- SET PROBLEM:
According to the commit message below, what else did correcting the call to set_mv_search_params give?

- PASSAGE SHOWN:
** Start **

Reduce full pixel motion search range

1. Added a speed 5 feature to reduce single motion search range based
on how close the ref_mvs are and the mv result of prior ref_mv.
2. Corrected calling of set_mv_search_params. This also gave some
speedups for lower speeds.
3. More work will follow.

Borg test results(150f):
          avg_psnr:  ovr_psnr:  ssim:  speedup:
speed 5:
lowres:   -0.018     -0.025    -0.015   0.9%
midres:    0.029      0.027     0.025   1.0%

speed 2:
lowres:   -0.003     -0.007     0.023   0.6%
midres:   -0.001      0.002     0.032   0.6%

STATS_CHANGED

Change-Id: I8d0688ebcc10c417145aaf784f478001b577db68
diff --git a/av1/encoder/encodemv.c b/av1/encoder/encodemv.c
index 1b24f88..d764ac1 100644
--- a/av1/encoder/encodemv.c
+++ b/av1/encoder/encodemv.c
@@ -192,7 +192,7 @@
   // If auto_mv_step_size is enabled then keep track of the largest
   // motion vector component used.
   if (cpi->sf.mv_sf.auto_mv_step_size) {
-    unsigned int maxv = AOMMAX(abs(mv->row), abs(mv->col)) >> 3;
+    int maxv = AOMMAX(abs(mv->row), abs(mv->col)) >> 3;
     cpi->max_mv_magnitude = AOMMAX(maxv, cpi->max_mv_magnitude);
   }
 }
diff --git a/av1/encoder/encoder.c b/av1/encoder/encoder.c
index 64d0513..d178056e 100644
--- a/av1/encoder/encoder.c
+++ b/av1/encoder/encoder.c
@@ -3906,7 +3906,7 @@
 
 static void set_mv_search_params(AV1_COMP *cpi) {
   const AV1_COMMON *const cm = &cpi->common;
-  const unsigned int max_mv_def = AOMMIN(cm->width, cm->height);
+  const int max_mv_def = AOMMAX(cm->width, cm->height);
 
   // Default based on max resolution.

** End **

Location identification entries

** Start **

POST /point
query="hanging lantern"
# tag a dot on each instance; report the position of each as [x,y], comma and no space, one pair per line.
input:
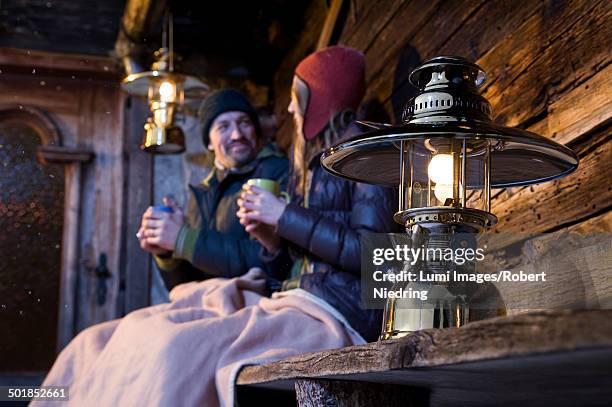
[445,157]
[166,92]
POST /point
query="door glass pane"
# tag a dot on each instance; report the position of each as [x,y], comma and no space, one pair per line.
[31,217]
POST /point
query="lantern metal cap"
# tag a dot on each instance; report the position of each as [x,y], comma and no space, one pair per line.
[137,84]
[449,107]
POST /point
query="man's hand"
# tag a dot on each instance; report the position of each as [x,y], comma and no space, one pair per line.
[259,212]
[159,230]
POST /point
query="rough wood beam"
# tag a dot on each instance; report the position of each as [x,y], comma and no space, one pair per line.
[518,335]
[140,19]
[331,23]
[13,59]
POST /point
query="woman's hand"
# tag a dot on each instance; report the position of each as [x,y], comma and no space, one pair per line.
[259,205]
[259,212]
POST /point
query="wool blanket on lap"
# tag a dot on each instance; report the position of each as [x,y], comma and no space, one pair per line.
[188,352]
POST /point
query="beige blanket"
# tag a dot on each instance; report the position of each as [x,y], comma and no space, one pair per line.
[188,352]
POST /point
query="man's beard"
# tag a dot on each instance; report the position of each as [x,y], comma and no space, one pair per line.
[239,158]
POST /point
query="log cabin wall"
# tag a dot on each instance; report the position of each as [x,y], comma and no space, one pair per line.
[548,71]
[80,95]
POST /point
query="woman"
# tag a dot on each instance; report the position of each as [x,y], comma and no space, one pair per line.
[322,225]
[188,352]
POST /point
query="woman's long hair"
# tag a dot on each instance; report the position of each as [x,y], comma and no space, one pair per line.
[305,150]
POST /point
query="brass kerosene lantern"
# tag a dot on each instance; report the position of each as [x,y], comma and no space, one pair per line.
[166,92]
[445,157]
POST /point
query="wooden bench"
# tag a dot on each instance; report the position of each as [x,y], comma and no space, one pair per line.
[561,358]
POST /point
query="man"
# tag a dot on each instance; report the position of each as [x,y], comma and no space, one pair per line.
[208,240]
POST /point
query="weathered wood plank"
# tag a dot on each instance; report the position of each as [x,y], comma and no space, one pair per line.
[505,337]
[136,266]
[67,307]
[577,261]
[307,41]
[488,26]
[582,109]
[329,393]
[376,17]
[331,21]
[573,58]
[511,57]
[50,61]
[359,15]
[140,18]
[547,206]
[100,129]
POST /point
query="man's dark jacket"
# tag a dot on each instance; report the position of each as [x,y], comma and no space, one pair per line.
[212,242]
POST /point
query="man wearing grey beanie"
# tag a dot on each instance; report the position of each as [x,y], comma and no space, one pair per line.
[207,240]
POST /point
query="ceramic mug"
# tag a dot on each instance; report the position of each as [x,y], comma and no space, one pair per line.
[269,185]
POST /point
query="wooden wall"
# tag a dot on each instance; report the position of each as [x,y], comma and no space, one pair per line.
[81,97]
[548,66]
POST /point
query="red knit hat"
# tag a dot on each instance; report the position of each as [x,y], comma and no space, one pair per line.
[336,80]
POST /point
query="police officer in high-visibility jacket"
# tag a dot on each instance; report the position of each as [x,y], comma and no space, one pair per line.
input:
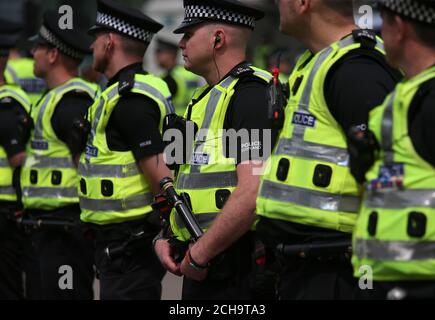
[123,163]
[181,82]
[221,177]
[19,70]
[49,175]
[14,107]
[394,237]
[308,200]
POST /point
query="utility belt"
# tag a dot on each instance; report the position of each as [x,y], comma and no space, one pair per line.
[316,251]
[124,238]
[66,218]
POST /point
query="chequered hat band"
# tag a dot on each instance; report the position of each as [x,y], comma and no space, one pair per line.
[56,42]
[124,27]
[412,9]
[209,12]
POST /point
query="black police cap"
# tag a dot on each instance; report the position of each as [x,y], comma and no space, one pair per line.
[166,45]
[71,42]
[9,34]
[422,11]
[126,21]
[227,11]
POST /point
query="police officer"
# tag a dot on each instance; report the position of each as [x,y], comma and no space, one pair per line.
[49,175]
[123,164]
[394,236]
[14,106]
[181,83]
[19,70]
[308,200]
[220,178]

** End **

- ANSWER TO THIS EXERCISE:
Some speedups for lower speeds.